*Selected passage*
****
Why Omega Healthcare REIT Is Blue-Chip Dividend Stock

By Monday, 29 July 2019 12:20 PM Current | Bio | Archive

In the world of investing, “blue chip” stocks are those that generally have a long history of safe and established dividends.

These stocks tend to be larger companies in terms of revenue and market capitalization which are a great starting point for those looking to buy a high-quality dividend stock. We define blue chip stocks as those that belong to at least one of the following groups: Dividend Achievers, Dividend Aristocrats, or Dividend Kings.

Omega Healthcare Investors (OHI) is a Dividend Achiever with a very high dividend yield above 7%. Shares of Omega are up just 5% this year, excluding dividends, while the S&P 500 has risen more than 20%, and is very close to its all-time highs.

In our view, this presents an opportunity for income investors as Omega continues to pay an outstanding dividend yield that is more than three times that of the 10-Year US Treasury rate. This makes Omega stock a high-yield blue chip stock for income investors.

MedEquities Is The Next Leg Of Growth

Omega is a healthcare REIT that generates the vast majority of its revenue from skilled nursing facilities, while a small proportion is derived from senior housing developments. Thus, it is well-positioned to capitalize on the increasing population of Baby Boomers that retire each day in the US, many of which require long-term care. It was founded in 1992 and has a market capitalization of about $8 billion.

Success and growth in the REIT industry is all about scale, and to that end, Omega recently acquired MedEquities, a REIT that invests in healthcare properties and healthcare-related debt instruments. MedEquities focuses on acute, post-acute, and behavioral healthcare.

The May 2019 transaction, which was valued at about $600 million, provides meaningful benefits for Omega. Management believes it will add ~$0.05 to annual funds-from-operations, or FFO, while also providing Omega with nine new operators, diversifying its operator base. In addition, there are expected to be significant synergies once the acquisition is fully integrated, which should help boost margins over time for Omega.
****
*Data segment*
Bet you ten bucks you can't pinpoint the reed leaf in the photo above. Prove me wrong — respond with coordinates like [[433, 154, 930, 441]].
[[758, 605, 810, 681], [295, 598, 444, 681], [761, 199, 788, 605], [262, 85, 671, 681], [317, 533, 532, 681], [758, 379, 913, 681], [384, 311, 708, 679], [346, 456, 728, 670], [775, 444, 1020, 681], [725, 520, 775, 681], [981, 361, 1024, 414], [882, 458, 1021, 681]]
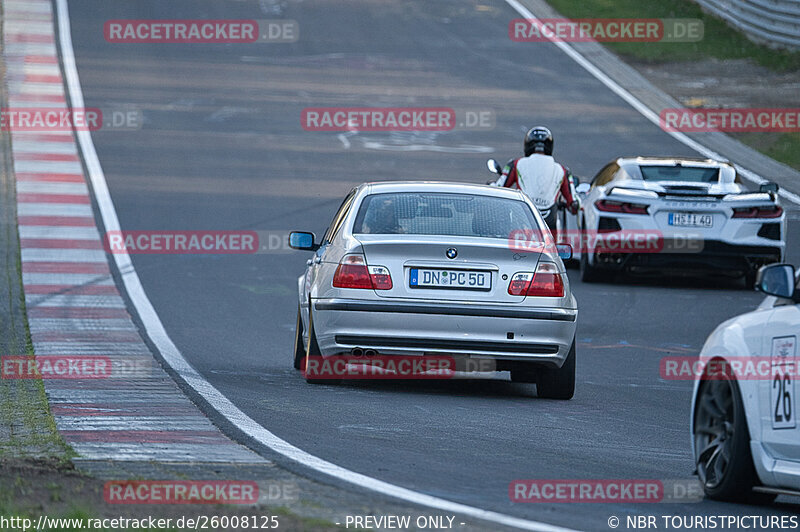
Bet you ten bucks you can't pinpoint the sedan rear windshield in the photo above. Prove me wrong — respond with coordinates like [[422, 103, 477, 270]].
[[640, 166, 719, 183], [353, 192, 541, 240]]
****
*Tasks for this exercise*
• A. According to the Omega Healthcare article, in what year was Omega founded?
• B. Write out the part of the Omega Healthcare article starting with "By Monday, 29" and going on through "or Dividend Kings.".
The data stands apart from the Omega Healthcare article.

*Expected outputs*
• A. 1992

• B.
By Monday, 29 July 2019 12:20 PM Current | Bio | Archive

In the world of investing, “blue chip” stocks are those that generally have a long history of safe and established dividends.

These stocks tend to be larger companies in terms of revenue and market capitalization which are a great starting point for those looking to buy a high-quality dividend stock. We define blue chip stocks as those that belong to at least one of the following groups: Dividend Achievers, Dividend Aristocrats, or Dividend Kings.